§ **DATASET RECORDS**
- Opening Delimiter -
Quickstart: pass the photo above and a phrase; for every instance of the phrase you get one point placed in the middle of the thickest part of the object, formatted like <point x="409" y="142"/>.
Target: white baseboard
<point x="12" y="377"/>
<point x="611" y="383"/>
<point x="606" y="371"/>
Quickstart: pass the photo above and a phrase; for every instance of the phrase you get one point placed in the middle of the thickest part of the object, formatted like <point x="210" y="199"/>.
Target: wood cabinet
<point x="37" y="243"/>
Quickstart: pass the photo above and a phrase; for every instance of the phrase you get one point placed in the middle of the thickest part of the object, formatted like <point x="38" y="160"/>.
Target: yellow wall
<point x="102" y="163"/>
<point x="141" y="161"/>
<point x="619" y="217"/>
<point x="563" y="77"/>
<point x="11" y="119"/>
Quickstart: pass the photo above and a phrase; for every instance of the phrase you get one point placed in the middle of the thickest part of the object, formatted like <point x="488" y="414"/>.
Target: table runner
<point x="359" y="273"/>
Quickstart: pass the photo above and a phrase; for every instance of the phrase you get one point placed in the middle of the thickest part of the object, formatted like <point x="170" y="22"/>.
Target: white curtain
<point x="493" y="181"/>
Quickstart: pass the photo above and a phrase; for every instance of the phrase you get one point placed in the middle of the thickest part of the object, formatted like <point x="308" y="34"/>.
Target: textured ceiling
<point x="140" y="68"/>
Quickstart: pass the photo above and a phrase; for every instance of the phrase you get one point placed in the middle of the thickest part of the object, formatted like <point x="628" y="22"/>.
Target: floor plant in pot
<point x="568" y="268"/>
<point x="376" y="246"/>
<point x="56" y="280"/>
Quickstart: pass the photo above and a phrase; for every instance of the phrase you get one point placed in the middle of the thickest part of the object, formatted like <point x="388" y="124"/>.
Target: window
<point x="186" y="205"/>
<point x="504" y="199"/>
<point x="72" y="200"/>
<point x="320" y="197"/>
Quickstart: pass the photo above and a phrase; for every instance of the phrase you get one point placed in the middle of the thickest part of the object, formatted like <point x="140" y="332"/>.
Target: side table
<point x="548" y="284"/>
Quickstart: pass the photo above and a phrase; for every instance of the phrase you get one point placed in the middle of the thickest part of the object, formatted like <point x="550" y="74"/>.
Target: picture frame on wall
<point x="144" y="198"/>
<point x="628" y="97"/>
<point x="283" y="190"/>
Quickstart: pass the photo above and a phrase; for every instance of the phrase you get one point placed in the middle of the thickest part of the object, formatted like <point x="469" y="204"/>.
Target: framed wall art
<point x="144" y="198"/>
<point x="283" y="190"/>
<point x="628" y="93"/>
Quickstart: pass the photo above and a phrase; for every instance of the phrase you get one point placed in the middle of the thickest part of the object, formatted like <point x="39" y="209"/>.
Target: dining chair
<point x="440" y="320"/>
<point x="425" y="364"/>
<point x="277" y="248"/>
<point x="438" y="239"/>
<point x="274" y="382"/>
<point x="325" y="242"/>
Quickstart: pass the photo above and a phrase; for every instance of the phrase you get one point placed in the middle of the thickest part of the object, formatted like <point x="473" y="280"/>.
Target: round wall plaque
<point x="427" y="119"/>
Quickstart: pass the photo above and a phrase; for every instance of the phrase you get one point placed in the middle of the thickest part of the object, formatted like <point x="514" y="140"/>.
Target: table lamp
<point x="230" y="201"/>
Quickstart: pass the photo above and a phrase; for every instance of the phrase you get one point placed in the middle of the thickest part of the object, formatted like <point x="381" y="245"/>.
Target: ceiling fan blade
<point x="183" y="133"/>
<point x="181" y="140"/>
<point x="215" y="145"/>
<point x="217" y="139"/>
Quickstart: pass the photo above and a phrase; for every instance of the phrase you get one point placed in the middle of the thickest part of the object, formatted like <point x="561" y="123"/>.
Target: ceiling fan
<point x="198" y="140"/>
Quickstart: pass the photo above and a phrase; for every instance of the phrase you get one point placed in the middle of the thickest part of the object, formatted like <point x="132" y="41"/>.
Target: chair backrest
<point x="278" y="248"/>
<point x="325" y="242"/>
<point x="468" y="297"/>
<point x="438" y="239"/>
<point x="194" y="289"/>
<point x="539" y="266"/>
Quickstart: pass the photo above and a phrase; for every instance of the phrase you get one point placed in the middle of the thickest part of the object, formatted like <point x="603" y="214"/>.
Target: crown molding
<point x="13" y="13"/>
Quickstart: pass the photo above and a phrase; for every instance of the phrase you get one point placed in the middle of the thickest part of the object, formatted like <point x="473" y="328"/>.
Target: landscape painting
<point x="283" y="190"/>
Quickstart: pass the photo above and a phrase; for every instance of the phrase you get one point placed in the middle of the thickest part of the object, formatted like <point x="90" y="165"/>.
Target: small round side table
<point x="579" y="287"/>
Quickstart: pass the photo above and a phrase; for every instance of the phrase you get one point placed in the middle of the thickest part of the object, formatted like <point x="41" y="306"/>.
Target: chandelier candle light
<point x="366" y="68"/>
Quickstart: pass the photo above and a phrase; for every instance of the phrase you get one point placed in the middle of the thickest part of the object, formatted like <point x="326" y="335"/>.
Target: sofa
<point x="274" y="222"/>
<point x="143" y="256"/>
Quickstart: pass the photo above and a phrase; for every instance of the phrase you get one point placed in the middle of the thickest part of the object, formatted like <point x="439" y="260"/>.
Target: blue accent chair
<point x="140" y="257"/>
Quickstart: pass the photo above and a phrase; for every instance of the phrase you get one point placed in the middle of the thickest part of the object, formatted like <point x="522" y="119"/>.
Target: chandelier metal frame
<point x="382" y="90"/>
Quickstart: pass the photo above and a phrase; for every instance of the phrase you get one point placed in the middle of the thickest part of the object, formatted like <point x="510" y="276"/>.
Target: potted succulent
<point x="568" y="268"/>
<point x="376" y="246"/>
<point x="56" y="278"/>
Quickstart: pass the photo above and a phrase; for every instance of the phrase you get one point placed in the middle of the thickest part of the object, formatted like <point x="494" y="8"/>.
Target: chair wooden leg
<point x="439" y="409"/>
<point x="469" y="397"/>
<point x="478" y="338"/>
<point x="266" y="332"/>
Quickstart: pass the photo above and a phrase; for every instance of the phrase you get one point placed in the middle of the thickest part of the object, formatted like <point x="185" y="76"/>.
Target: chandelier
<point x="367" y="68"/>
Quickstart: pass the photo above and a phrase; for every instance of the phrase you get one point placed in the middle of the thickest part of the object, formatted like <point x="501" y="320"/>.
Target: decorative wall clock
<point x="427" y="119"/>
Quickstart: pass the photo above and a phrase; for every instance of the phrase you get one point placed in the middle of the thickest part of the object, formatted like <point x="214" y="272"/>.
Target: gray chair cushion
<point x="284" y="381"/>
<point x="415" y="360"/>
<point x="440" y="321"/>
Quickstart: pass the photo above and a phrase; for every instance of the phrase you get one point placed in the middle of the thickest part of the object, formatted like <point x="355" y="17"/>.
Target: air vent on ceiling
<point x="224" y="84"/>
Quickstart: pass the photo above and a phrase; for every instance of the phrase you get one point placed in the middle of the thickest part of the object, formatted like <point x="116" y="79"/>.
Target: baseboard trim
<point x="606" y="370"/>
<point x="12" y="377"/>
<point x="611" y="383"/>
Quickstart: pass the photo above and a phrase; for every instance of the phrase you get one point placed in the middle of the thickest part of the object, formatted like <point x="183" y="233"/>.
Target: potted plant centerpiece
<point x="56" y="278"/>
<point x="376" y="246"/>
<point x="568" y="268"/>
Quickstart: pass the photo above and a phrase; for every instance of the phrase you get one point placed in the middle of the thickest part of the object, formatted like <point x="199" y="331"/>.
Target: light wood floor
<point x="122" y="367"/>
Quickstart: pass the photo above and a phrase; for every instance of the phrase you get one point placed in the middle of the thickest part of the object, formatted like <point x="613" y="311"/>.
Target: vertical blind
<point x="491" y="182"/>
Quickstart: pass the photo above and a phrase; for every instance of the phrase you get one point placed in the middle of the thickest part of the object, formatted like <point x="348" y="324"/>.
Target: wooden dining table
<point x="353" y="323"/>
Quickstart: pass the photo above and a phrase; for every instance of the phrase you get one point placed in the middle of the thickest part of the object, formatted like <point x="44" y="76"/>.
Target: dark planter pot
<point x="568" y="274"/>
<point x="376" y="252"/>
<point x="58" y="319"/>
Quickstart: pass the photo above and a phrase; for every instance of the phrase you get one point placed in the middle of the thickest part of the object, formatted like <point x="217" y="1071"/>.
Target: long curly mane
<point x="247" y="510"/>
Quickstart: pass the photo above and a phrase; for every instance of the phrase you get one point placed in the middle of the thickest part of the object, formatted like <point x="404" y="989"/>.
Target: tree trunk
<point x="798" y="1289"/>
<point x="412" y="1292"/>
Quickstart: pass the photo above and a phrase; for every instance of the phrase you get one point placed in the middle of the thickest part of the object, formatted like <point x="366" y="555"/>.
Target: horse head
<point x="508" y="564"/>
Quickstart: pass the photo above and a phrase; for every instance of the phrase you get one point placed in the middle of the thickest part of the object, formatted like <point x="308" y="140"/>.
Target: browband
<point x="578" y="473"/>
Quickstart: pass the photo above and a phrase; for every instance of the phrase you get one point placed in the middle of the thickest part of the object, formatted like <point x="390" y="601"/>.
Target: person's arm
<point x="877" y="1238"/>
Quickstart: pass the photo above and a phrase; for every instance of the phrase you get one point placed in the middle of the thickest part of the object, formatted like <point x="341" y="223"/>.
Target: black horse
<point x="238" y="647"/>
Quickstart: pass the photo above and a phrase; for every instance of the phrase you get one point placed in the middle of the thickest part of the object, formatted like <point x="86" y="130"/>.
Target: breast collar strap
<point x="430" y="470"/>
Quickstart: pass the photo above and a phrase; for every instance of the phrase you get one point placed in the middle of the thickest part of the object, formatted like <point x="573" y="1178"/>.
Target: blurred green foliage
- Closing Delimiter -
§ **EXERCISE DIRECTIONS**
Copy, exactly and with nothing added, the lines from the one containing "Target: breast collar strap" through the end of the records.

§ **OUTPUT FOR THIS TASK**
Target: breast collar strap
<point x="430" y="470"/>
Quickstart: pass the photo above and a phrase; for every instance of the phrase you get one point placed in the middle of the thickest part of the object, formatted like <point x="573" y="1178"/>.
Target: blurred green foliage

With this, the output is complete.